Что сделать :: Перепишите все приведённые ниже строки, ничего в них не меняя.

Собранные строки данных
::::

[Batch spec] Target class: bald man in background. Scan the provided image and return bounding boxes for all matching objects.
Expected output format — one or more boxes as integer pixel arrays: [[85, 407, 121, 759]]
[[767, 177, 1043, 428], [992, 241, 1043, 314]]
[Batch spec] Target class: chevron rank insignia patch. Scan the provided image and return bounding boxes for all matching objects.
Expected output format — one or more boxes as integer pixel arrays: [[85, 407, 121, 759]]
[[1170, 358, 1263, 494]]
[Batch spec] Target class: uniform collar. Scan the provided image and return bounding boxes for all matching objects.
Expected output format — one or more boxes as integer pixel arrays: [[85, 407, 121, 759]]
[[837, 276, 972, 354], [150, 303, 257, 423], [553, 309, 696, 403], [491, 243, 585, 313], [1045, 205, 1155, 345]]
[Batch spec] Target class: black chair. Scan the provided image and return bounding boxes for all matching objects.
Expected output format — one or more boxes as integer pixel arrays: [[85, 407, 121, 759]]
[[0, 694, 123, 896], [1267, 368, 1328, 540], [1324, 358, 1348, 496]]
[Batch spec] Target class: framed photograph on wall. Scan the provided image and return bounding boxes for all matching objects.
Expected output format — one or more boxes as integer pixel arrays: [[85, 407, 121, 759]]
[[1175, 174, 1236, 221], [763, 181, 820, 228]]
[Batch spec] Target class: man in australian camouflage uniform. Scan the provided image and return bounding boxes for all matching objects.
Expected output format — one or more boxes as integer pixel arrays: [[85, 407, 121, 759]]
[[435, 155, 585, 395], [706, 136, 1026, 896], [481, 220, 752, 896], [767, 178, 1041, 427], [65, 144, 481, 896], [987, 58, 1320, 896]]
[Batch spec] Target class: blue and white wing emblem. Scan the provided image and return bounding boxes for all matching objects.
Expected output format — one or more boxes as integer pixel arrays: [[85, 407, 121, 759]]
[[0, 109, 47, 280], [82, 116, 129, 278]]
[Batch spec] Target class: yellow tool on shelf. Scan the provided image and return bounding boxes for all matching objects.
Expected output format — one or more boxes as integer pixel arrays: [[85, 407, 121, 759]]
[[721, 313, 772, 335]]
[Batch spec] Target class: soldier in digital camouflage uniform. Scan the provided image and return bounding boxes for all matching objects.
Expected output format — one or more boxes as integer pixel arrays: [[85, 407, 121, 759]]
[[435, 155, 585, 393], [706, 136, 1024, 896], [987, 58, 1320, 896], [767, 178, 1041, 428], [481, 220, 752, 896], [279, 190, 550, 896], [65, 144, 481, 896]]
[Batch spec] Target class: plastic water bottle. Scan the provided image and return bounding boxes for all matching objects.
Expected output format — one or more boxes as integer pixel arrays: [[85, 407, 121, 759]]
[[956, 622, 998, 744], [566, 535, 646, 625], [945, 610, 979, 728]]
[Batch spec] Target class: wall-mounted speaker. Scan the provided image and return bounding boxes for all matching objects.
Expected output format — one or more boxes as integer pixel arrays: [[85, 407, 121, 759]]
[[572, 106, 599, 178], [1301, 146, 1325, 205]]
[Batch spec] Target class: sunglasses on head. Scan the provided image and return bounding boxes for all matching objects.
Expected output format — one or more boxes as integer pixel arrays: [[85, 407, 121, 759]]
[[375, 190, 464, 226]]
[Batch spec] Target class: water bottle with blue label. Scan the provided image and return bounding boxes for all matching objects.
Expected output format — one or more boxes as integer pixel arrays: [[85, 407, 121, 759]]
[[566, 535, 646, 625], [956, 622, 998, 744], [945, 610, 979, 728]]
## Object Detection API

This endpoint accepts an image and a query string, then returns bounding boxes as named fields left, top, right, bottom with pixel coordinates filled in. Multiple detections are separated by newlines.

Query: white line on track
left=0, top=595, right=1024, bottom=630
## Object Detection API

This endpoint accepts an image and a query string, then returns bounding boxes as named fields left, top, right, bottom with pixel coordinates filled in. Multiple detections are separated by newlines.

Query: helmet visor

::::

Решение задания ::
[Batch spec] Target class: bald man in background. Scan the provided image and return bounding boxes for all matching objects.
Expected output format — one or more boxes as integer pixel arrays: [[85, 407, 121, 759]]
[[767, 177, 1043, 428], [992, 241, 1043, 314]]
[Batch spec] Target class: chevron rank insignia patch. Scan the provided image and return bounding boxes for all matching objects.
Expected output format — one or more boxes as integer pixel arrays: [[85, 407, 121, 759]]
[[1170, 358, 1263, 494]]
[Batch spec] Target class: uniform collar. Scan the provided image and return bounding boxes for all matching objects.
Expected output format — one or more boxes as integer pixel arrays: [[85, 407, 121, 759]]
[[837, 276, 972, 354], [150, 303, 257, 423], [553, 309, 696, 403], [491, 243, 585, 313], [1045, 205, 1155, 345]]
[Batch spec] Target class: black chair. Scan the provided image and return bounding boxes for all matching objects.
Expected output format — one or more boxes as integer pixel arrays: [[85, 407, 121, 759]]
[[0, 694, 123, 896], [1267, 368, 1328, 540], [1324, 358, 1348, 496]]
[Batch spec] Target class: framed photograph on wall. Scan the provided image and return bounding boxes for all matching objects.
Expected output format — one or more boxes as integer pixel arrays: [[85, 407, 121, 759]]
[[1175, 174, 1236, 221], [763, 181, 820, 228]]
[Batch spec] Target class: man in australian camouflage uniform. Scan the provided image and return bounding boxes for all matching objects.
Expected output format — one or more boxes as integer pixel arrays: [[85, 407, 121, 759]]
[[435, 155, 585, 395], [706, 136, 1026, 896], [481, 220, 752, 896], [767, 178, 1041, 427], [65, 144, 481, 896], [987, 58, 1320, 896]]
[Batch spec] Target class: blue and white wing emblem. Scan the provided image and return bounding boxes for all matching objects.
Expected output format — one or more boxes as integer pixel arrays: [[85, 407, 121, 759]]
[[0, 109, 47, 280], [82, 116, 129, 278]]
[Batch spec] Target class: yellow tool on shelf. Scan the provided image and return bounding boxes for all matching objects.
Expected output format — one or more boxes as integer pixel arrays: [[85, 407, 121, 759]]
[[721, 313, 772, 335]]
[Batch spec] Target class: soldier in digital camouflage uniform. Scan the provided image and return bounding boxes for all matching objects.
Expected output format — one or more boxes as integer pixel arrays: [[85, 407, 121, 759]]
[[435, 155, 585, 393], [706, 136, 1024, 896], [987, 58, 1320, 896], [767, 178, 1041, 428], [481, 220, 752, 896], [279, 190, 550, 896], [65, 144, 481, 896]]
[Batch spec] Target class: plastic water bottle. Scan the provided image and return bounding boxes for all matching objects.
Expected output format — one or more boxes as integer pixel arrays: [[85, 407, 121, 759]]
[[956, 622, 998, 744], [566, 535, 646, 625], [945, 610, 979, 728]]
[Batch spec] Target class: wall-mounted speaker. Scan the provided image and return bounding boxes for all matching objects.
Expected output format — one or more boxes as integer pixel arrays: [[85, 407, 121, 759]]
[[572, 106, 599, 178], [1301, 146, 1325, 205]]
[Batch spec] Target class: sunglasses on head. Scan the provided image and return bounding boxes for all matching objects.
Expected output format — one or more boxes as integer pixel arrays: [[85, 407, 121, 759]]
[[375, 190, 464, 226]]
[Batch spec] Target class: water bottle with blue label. Scan the provided image and return bounding boxes for all matching objects.
Expected output format — one or more boxes as integer pixel arrays: [[85, 407, 121, 759]]
[[566, 535, 646, 625], [956, 622, 998, 744], [945, 610, 979, 728]]
## Object Detection API

This endpoint accepts an image and a query string, then returns bounding boxes as named fields left, top, right, bottom with pixel coordinates filled in. Multiple detections are separated by newlines.

Query: white line on track
left=0, top=595, right=1024, bottom=630
## Object Detection API

This endpoint accepts an image and a query string, then returns bounding boxes as named fields left, top, right, bottom with pixel coordinates filled in. Multiple detections are separated by newlines.

Query: helmet visor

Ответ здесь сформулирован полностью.